> [RECORDS SUPPLIED]
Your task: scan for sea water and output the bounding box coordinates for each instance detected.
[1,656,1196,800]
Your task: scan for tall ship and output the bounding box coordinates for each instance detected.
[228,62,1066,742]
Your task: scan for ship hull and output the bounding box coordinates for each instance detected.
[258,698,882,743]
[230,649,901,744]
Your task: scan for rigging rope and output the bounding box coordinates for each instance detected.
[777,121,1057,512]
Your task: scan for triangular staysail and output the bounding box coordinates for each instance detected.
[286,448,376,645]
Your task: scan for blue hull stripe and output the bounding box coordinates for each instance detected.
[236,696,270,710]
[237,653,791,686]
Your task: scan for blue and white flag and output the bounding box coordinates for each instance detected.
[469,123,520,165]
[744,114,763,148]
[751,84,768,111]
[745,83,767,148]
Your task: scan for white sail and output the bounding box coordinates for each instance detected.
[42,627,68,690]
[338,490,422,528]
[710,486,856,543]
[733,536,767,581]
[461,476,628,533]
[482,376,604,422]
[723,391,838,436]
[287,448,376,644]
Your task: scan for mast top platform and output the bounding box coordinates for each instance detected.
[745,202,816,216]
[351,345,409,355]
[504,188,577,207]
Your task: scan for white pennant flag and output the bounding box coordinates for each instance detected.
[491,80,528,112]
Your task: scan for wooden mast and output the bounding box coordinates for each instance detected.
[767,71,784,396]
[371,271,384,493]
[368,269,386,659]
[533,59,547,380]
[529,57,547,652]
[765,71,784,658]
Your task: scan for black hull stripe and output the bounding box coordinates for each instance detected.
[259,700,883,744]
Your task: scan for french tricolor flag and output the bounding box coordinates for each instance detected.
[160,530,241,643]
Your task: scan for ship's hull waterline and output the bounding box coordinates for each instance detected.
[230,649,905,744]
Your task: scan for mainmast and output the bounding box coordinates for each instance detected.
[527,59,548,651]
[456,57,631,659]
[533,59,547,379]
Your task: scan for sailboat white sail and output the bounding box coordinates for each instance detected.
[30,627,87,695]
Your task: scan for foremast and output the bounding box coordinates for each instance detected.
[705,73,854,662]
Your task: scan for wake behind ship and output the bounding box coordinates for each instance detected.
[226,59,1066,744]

> [EXERCISE] A complete, exact copy of the entries is required.

> [TASK ANSWER]
Your task: scan for sea water and output the bounding box coordinates for each instance detected.
[1,656,1196,800]
Your task: scan for tall ship and output the bounding box coordinates for each instance detected.
[228,62,1066,742]
Your task: scan for ship hull and output the bounding box coordinates for each instance detected.
[258,698,882,743]
[230,649,901,744]
Your task: scan for rigging rope and output the bounding box coordinates for each instance detected.
[777,121,1057,512]
Your task: scan for triangular staysail and output the bounding box coordinates for each instance detected.
[286,448,376,645]
Your task: scan for blue hull stripe and output the bounding box coordinates for each instance detected.
[236,696,270,710]
[237,653,791,686]
Your task: scan for blue and white flag and output the bounding box coordinates for each instance detected.
[469,123,520,165]
[744,114,763,148]
[751,84,768,111]
[745,83,767,148]
Your task: scan for white sail and output the bounding box coordinates for each instance detected.
[42,627,68,690]
[338,490,422,528]
[710,486,856,543]
[733,536,767,581]
[461,476,628,533]
[482,376,604,422]
[723,391,838,436]
[287,448,376,644]
Your task: scan for mast top platform and output the bounding box coordinates for each instance detected.
[745,202,816,216]
[351,345,409,355]
[504,188,577,207]
Your task: scan for white pennant flag and output the bounding box coordinates for each instance detected.
[491,80,528,112]
Your task: scan for wooden mast and output the bounding box coordinates for each instance detected.
[767,71,784,396]
[371,271,384,493]
[368,269,386,659]
[533,59,547,380]
[529,57,547,652]
[765,71,784,658]
Your task: scan for black hull stripe and output the bounding box coordinates for each instance detected.
[259,700,883,744]
Your task: scan for french tricolor flag and output the bounding box coordinates for each instance detected.
[160,530,241,643]
Your task: scan for ship's hull waterline and output the bounding box coordinates for each instance detected.
[230,649,905,744]
Your task: scan for mainmast and output the bounding box coordinates for each instance detected.
[527,59,548,651]
[456,57,631,659]
[533,59,547,379]
Your task: scan for sailboat white sail and output the bounding box coordinates for each instance detected.
[30,627,87,695]
Your task: scan for foremast and output the bounding box coordinates for each instance detected.
[705,73,854,662]
Your task: scan for wake behind ship and output the bounding box coordinates for each instance detected.
[226,59,1066,744]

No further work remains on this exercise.